--- begin Input material ---

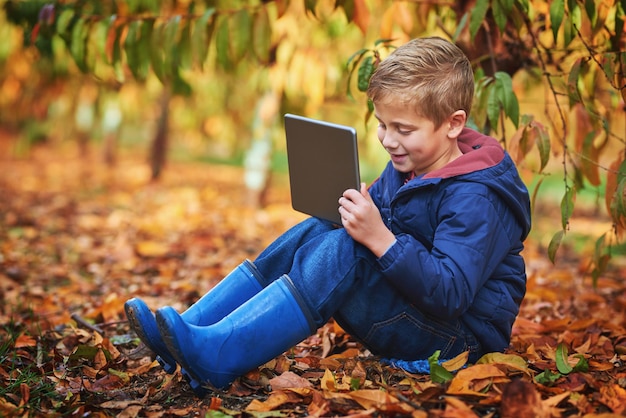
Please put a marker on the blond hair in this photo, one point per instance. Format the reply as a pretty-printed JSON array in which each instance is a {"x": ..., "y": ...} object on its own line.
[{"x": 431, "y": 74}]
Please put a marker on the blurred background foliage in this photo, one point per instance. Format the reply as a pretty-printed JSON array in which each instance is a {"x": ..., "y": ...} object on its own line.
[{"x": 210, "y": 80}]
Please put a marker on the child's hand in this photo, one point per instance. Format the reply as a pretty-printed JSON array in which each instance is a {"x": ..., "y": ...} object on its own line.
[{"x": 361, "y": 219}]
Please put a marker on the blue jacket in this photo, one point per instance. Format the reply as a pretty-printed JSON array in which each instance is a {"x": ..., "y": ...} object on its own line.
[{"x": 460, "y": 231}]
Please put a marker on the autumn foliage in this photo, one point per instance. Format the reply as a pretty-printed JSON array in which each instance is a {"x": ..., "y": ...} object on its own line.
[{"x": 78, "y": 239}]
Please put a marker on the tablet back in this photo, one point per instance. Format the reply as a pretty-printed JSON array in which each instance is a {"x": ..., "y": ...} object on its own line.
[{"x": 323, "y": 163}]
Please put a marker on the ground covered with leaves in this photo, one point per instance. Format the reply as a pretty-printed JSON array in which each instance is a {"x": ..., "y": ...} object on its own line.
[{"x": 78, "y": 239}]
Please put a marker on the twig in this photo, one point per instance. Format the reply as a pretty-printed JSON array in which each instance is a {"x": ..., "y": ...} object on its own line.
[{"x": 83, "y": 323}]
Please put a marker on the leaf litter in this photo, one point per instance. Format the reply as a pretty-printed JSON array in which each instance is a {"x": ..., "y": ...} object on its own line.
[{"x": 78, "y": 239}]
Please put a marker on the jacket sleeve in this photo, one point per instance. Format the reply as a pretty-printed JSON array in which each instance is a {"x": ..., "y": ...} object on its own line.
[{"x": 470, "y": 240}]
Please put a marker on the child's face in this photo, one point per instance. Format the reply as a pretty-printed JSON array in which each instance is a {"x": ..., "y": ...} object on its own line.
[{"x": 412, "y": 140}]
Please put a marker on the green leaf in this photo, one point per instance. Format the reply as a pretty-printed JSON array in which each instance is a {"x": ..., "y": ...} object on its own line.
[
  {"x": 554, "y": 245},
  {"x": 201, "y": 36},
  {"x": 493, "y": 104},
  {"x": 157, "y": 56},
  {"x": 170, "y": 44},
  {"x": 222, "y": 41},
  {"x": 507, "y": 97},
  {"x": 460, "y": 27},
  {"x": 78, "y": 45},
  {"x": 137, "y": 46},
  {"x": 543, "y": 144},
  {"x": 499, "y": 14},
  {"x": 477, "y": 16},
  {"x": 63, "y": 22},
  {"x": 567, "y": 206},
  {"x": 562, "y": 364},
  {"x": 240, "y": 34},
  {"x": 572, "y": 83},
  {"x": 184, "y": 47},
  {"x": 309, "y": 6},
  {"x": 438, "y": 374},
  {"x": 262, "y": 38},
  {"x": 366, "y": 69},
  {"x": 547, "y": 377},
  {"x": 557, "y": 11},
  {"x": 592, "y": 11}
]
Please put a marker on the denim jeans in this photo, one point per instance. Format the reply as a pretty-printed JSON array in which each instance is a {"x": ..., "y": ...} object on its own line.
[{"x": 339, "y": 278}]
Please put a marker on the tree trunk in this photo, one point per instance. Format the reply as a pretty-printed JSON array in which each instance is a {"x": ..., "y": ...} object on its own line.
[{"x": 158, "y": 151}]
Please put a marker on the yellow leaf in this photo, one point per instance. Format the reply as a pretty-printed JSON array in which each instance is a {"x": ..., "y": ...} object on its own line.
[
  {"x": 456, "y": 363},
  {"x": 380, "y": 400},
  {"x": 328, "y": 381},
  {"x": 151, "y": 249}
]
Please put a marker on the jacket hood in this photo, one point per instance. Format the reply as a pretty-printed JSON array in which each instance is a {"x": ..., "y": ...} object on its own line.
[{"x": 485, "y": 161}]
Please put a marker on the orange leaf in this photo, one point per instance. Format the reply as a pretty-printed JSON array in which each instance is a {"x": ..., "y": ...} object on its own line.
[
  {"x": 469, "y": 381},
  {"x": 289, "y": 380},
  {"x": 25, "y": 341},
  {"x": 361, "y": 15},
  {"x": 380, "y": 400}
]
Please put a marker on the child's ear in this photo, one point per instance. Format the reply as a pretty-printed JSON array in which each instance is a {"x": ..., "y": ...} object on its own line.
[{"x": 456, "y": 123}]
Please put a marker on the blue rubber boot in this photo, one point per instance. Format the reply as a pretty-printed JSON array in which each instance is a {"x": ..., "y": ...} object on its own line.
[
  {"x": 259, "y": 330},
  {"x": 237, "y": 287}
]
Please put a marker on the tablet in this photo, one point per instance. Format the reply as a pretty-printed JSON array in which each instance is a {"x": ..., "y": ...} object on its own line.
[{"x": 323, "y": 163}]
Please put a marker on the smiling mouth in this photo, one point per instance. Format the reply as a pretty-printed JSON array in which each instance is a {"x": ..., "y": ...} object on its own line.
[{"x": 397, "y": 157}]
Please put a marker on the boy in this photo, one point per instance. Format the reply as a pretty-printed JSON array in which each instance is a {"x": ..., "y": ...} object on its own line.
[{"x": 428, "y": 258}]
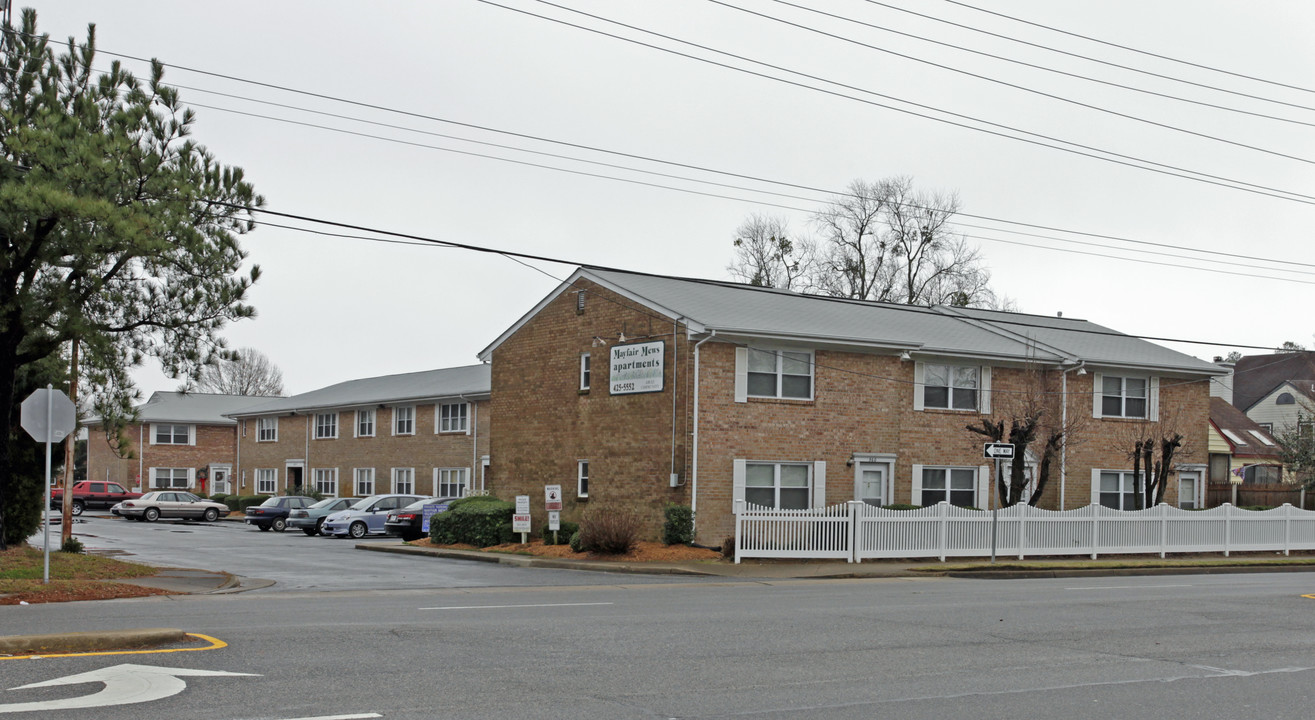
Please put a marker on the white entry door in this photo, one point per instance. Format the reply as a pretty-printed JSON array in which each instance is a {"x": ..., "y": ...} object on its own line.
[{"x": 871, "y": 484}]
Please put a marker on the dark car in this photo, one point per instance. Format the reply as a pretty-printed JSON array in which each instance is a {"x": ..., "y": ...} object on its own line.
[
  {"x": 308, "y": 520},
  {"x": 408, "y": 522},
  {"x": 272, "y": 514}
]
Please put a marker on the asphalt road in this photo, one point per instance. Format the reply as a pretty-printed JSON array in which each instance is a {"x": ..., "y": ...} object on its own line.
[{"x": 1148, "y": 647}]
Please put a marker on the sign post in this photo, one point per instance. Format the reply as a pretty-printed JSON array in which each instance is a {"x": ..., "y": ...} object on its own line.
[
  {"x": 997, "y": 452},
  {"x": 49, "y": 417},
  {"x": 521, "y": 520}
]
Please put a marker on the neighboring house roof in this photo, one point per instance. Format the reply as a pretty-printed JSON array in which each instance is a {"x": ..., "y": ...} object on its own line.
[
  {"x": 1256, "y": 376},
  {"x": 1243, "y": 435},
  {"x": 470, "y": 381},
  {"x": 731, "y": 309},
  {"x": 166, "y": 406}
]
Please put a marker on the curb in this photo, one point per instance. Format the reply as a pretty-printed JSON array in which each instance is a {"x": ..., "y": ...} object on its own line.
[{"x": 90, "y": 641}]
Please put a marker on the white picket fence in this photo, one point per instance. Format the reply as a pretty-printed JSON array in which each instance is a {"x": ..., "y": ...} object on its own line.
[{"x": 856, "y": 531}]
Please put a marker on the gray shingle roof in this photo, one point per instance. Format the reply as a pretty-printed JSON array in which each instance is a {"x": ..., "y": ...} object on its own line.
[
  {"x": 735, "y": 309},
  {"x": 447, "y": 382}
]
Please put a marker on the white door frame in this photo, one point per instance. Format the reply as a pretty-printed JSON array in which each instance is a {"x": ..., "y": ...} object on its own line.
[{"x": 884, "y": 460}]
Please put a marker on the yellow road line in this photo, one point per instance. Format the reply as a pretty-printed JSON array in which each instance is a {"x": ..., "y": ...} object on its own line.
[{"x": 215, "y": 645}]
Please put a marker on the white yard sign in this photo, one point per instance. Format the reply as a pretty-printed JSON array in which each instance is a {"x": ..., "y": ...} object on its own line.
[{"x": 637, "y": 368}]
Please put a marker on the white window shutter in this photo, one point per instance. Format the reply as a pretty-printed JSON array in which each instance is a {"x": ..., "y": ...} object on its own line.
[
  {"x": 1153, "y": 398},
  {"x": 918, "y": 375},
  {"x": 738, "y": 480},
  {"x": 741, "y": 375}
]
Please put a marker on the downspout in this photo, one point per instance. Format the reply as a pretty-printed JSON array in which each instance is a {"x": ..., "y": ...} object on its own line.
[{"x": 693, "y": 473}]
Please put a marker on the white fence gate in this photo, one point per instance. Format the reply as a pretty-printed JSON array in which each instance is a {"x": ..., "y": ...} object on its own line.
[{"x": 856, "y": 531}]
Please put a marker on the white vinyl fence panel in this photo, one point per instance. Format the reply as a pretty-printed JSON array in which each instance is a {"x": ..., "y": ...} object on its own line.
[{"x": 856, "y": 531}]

--- end Input material ---
--- begin Input material ---

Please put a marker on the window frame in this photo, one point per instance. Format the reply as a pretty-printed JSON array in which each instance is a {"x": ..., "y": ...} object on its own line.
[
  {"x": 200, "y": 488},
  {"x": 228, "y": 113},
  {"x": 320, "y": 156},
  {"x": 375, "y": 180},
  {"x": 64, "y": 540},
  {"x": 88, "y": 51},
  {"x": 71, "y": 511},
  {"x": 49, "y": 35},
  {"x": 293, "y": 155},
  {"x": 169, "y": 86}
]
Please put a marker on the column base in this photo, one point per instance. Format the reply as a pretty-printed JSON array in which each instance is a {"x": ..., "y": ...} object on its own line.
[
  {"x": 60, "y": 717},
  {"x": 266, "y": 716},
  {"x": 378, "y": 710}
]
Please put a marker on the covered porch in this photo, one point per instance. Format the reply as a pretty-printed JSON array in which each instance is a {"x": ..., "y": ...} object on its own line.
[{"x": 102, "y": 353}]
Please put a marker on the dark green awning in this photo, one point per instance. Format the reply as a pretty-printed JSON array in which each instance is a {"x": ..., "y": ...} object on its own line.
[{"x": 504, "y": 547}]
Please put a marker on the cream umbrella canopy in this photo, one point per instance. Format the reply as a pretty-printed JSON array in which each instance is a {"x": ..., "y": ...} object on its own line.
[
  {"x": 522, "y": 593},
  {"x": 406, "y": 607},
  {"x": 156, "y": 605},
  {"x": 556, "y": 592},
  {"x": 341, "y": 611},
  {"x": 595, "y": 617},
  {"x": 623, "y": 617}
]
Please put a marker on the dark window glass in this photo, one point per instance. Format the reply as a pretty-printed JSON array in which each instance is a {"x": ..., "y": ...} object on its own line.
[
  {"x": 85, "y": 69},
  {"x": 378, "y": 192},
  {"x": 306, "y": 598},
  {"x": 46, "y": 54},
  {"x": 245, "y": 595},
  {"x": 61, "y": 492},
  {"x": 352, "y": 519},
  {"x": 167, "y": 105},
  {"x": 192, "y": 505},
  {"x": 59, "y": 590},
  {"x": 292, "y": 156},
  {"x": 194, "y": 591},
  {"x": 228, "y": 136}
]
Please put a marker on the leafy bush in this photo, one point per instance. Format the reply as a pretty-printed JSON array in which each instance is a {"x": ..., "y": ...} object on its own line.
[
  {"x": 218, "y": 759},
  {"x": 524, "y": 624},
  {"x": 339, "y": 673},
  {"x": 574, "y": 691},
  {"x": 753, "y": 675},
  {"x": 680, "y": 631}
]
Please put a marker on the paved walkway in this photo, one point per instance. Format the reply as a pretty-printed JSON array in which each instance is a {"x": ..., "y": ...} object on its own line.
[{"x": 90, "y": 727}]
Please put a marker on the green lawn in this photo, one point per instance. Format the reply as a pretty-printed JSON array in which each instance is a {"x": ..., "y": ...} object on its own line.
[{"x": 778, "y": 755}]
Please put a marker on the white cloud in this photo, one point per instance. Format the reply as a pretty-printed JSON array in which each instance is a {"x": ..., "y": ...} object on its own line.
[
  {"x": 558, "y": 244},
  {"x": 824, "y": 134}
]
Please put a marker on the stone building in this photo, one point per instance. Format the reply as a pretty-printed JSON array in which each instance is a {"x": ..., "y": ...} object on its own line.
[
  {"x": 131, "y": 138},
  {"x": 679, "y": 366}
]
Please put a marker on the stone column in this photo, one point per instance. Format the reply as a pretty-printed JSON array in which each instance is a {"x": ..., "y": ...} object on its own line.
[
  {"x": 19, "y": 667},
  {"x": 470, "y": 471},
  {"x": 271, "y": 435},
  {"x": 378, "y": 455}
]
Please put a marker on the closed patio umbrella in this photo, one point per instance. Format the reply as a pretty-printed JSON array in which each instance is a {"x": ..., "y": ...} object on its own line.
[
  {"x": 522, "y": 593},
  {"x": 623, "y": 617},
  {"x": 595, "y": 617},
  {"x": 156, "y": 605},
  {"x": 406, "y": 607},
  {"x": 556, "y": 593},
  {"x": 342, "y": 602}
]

--- end Input material ---
--- begin Input material ---

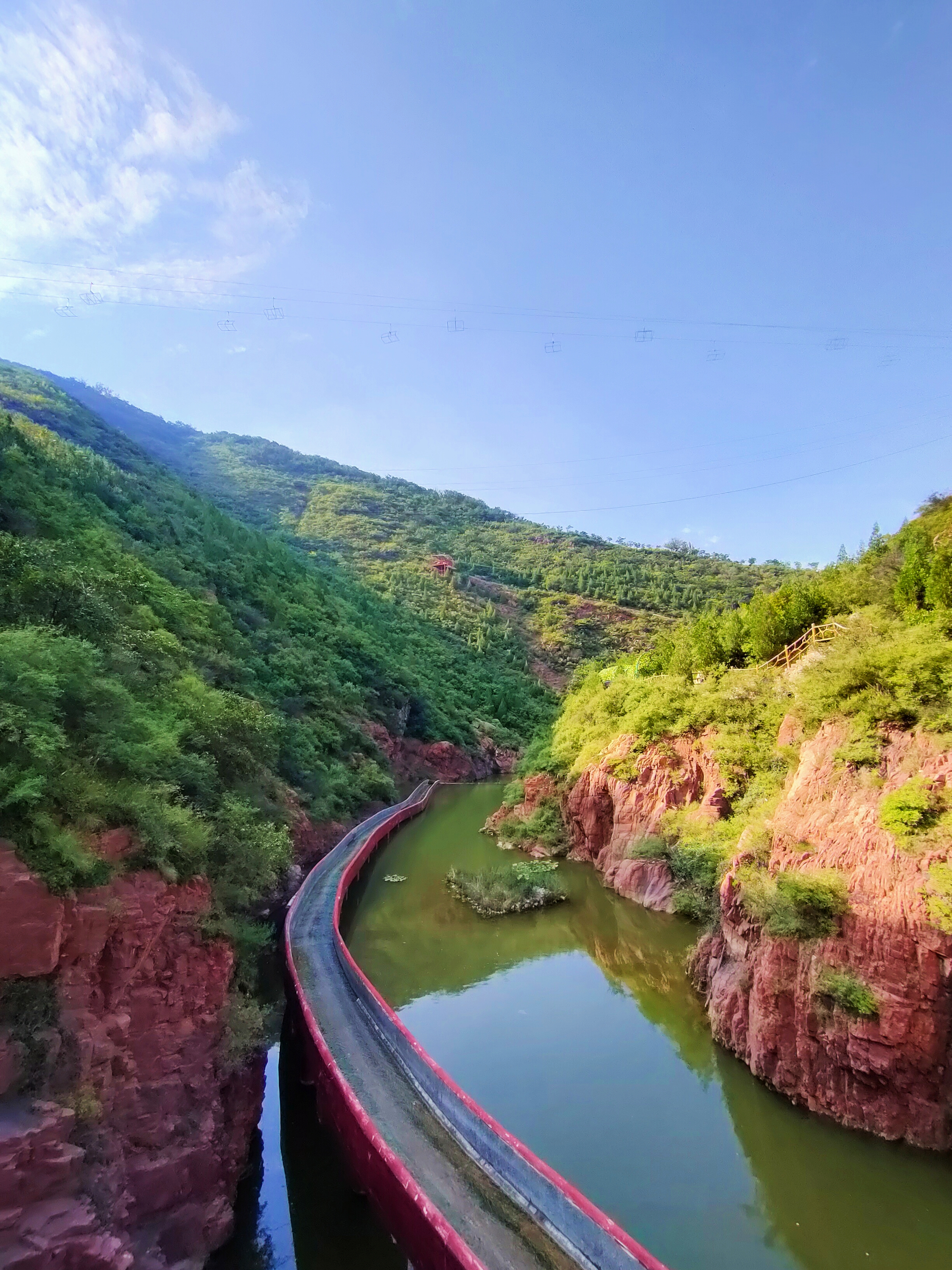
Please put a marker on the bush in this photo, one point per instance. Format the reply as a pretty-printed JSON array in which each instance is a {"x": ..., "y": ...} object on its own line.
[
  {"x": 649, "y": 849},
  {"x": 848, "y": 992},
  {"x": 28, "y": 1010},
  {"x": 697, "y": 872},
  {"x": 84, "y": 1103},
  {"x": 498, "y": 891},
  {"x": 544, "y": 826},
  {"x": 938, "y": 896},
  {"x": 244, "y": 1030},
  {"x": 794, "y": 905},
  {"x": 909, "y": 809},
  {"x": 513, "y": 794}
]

--- end Input material ---

Pick out each line of the listing above that contains the word "blue" and copy those lines in full.

Please put a marker on the blue jacket in this photo, one point per instance. Format the reply as a pretty-printed JSON array in which each instance is a {"x": ..., "y": ...} object on its own line.
Please put a marker on the blue rubber boot in this photo, one point per instance. Format the reply as a pretty-printed JSON array in which each instance is a {"x": ..., "y": ...} object on its own line.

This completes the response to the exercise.